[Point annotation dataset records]
* START *

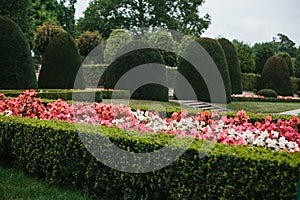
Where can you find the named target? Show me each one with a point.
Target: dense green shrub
(16, 65)
(276, 76)
(117, 39)
(233, 65)
(87, 41)
(143, 54)
(288, 61)
(262, 51)
(249, 81)
(61, 64)
(267, 93)
(43, 35)
(164, 40)
(197, 82)
(54, 151)
(246, 58)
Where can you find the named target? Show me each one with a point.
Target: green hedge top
(54, 151)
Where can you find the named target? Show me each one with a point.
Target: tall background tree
(19, 12)
(179, 15)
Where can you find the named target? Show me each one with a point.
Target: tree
(179, 15)
(16, 66)
(61, 64)
(262, 51)
(233, 65)
(276, 76)
(117, 39)
(285, 44)
(18, 11)
(246, 57)
(42, 36)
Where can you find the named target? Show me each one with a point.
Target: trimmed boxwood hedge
(53, 151)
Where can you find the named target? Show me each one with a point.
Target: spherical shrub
(233, 65)
(16, 65)
(276, 76)
(132, 55)
(61, 64)
(288, 61)
(267, 93)
(198, 84)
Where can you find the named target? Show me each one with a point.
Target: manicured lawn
(16, 185)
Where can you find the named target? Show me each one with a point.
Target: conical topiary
(233, 65)
(130, 57)
(16, 65)
(61, 63)
(276, 76)
(197, 82)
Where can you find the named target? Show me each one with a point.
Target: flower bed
(275, 135)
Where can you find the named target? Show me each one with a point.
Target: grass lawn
(16, 185)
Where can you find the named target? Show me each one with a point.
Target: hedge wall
(53, 151)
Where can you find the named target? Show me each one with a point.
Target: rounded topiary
(16, 65)
(233, 65)
(288, 61)
(276, 76)
(216, 52)
(267, 93)
(117, 39)
(164, 40)
(60, 64)
(135, 54)
(87, 41)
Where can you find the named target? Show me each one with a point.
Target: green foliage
(18, 11)
(133, 55)
(87, 41)
(54, 151)
(179, 15)
(267, 93)
(61, 63)
(165, 43)
(288, 61)
(233, 65)
(117, 39)
(16, 66)
(276, 76)
(216, 52)
(263, 51)
(246, 57)
(43, 35)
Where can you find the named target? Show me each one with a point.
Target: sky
(250, 21)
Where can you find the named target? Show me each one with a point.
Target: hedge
(53, 151)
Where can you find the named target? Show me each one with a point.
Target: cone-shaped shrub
(276, 76)
(60, 64)
(16, 65)
(131, 57)
(216, 52)
(233, 65)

* END *

YOUR OBJECTIVE: Reproduce each line word for word and drop the pictures.

THE ANSWER:
Where can you find the named target? Show me each one with a point.
Target: dense green shrub
(16, 65)
(276, 76)
(117, 39)
(233, 65)
(87, 41)
(143, 54)
(288, 61)
(262, 51)
(249, 81)
(61, 64)
(267, 93)
(43, 35)
(164, 40)
(197, 82)
(54, 151)
(246, 58)
Where can you find the named target? Show me each one with a point.
Target: green hedge top
(54, 151)
Where can you find the named target? Show me each one with a point.
Target: tall background tree
(19, 12)
(179, 15)
Where can you find the named target? Show me each one with a point.
Target: tree
(179, 15)
(16, 66)
(61, 64)
(262, 51)
(233, 65)
(276, 76)
(117, 39)
(285, 44)
(18, 11)
(246, 57)
(42, 36)
Where can you find the named target? Show me each one with a point.
Target: trimmed boxwood hedge
(53, 151)
Where can you find the named target? Show me each one with a point.
Target: spherical shrub
(233, 65)
(16, 65)
(276, 76)
(132, 55)
(61, 64)
(288, 61)
(267, 93)
(198, 84)
Where can you find the named target? Show me each one with a point.
Target: manicured lawn
(16, 185)
Where can you find the named target? Show me each one with a point.
Target: conical topiary
(233, 65)
(130, 57)
(16, 65)
(61, 63)
(276, 76)
(197, 82)
Where can you find the named target? Show me each one with a point.
Target: flower bed
(275, 135)
Where can you find the named target? Show me each one with a point.
Target: grass lawn
(16, 185)
Where can you find the named target? Show me each one with a point.
Target: hedge wall
(53, 151)
Where can you find the named target? Show me each one with a point.
Target: rounded topiary
(16, 65)
(233, 65)
(288, 61)
(276, 76)
(216, 52)
(267, 93)
(117, 39)
(164, 40)
(60, 64)
(135, 54)
(87, 41)
Where can you find the named target? Show me each one with a point.
Target: green foliage
(18, 11)
(133, 55)
(87, 41)
(54, 151)
(179, 15)
(267, 93)
(61, 63)
(165, 43)
(288, 61)
(233, 65)
(117, 39)
(16, 66)
(276, 76)
(216, 52)
(263, 51)
(246, 57)
(43, 35)
Where can you find the named target? Show me each one with a point.
Target: sky
(250, 21)
Where can you find the named target? Show me each one with a point.
Target: hedge
(53, 151)
Where can you find the named target? Show me each one with a point.
Target: cone-shaped shrub
(276, 76)
(60, 64)
(16, 65)
(131, 57)
(216, 52)
(233, 65)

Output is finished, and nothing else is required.